**Point localization data**
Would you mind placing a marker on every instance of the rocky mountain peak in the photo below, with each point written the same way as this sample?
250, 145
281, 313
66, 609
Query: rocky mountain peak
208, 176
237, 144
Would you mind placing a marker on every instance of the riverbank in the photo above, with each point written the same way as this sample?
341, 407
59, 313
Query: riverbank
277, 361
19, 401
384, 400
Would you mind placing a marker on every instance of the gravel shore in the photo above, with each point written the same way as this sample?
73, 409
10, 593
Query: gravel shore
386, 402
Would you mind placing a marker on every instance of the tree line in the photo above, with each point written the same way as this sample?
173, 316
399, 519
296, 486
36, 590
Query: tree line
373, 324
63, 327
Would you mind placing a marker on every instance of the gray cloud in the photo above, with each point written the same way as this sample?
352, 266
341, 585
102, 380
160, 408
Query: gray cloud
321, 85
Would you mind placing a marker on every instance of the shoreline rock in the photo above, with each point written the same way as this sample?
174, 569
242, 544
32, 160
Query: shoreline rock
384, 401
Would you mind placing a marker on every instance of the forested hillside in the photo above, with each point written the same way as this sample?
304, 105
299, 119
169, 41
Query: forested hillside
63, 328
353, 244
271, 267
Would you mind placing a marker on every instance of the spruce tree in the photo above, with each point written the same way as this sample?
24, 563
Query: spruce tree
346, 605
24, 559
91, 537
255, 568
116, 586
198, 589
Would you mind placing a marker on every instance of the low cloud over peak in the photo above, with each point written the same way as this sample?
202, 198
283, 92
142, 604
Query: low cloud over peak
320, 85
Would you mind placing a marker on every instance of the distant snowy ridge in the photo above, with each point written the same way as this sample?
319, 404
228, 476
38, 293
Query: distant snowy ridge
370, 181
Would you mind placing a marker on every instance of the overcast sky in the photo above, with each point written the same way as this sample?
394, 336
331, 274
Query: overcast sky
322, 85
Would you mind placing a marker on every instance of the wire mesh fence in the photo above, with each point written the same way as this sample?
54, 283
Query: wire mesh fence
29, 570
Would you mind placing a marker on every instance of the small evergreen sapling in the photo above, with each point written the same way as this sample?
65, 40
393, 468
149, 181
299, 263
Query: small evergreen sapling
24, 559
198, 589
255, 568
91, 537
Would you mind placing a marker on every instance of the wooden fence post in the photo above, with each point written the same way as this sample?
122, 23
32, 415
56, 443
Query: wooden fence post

**EXERCISE DESCRIPTION**
Return every line of the data unchanged.

**OUTPUT OF THE TASK**
Would you mind placing a marker on every instance of the rocky mountain peak in the photo below, with each point written the same way as this sample?
250, 145
281, 313
66, 609
Query: rocky mountain peak
208, 176
237, 144
Would you mind placing a marker on every instance of the riverbank in the photo above, with each point written the same way as this sample?
341, 407
59, 313
Query: riverbank
277, 361
19, 401
384, 400
Would you mind placing a marker on every instance of the gravel shore in the photo above, with each point written the same way as this sample?
73, 409
10, 593
Query: gravel shore
386, 402
Would you mind placing a marker on every instance of the tree line in the photo above, with each point written the same way as this sample?
173, 316
399, 519
296, 486
36, 590
Query: tree line
373, 324
63, 327
Would you mind placing a marker on every instance of the gray cloud in the photo above, with each point written the same way as this sample?
352, 266
341, 585
102, 380
160, 408
Query: gray cloud
321, 85
Would you mind placing a marker on every instance of the shoreline rock in the photo above, with each point written the same way as this sample?
174, 569
242, 544
32, 160
Query: shoreline rock
384, 401
Would you mind placing a marker on every instance of the forested hillside in the photo above, with each point written the same way as this sample?
304, 105
299, 119
169, 41
Query: forested hillside
63, 328
353, 244
271, 267
Would you mind placing a marker on every instance of the spruce tree in the photo above, with each point written the same way as this sample?
24, 563
Query: spruce tree
346, 605
24, 559
91, 537
255, 568
116, 586
198, 589
Would you mind placing a marker on every instance of the low cloud over peak in the photo above, with each point written the same way as this sample?
202, 198
283, 92
142, 604
Query: low cloud over peak
320, 85
Would you mind placing a marker on every instance of the distant snowy ridge in the photo above, with each point written the same way as this sample?
319, 404
228, 476
38, 293
Query: distant snowy ridge
370, 181
Would you mind placing a marker on every instance of the overcast sky in the photo above, with each point written the same way as this sample?
394, 336
331, 274
Query: overcast sky
322, 85
Would you mind placing a marker on every instance of the wire mesh fence in the photo above, with each point written the same way as this sample?
54, 283
Query: wire mesh fence
29, 570
Would you mind placing a marker on every instance of the small evergreen sapling in the photo above, with each point written the same way as this sample?
65, 40
393, 468
149, 181
299, 263
Query: small evergreen sapling
24, 559
198, 589
255, 568
91, 537
Would you mind placing a marker on every instance of the wooden fence post in the photo above, with each point written the same way as this sample?
122, 23
32, 415
56, 443
Query: wooden fence post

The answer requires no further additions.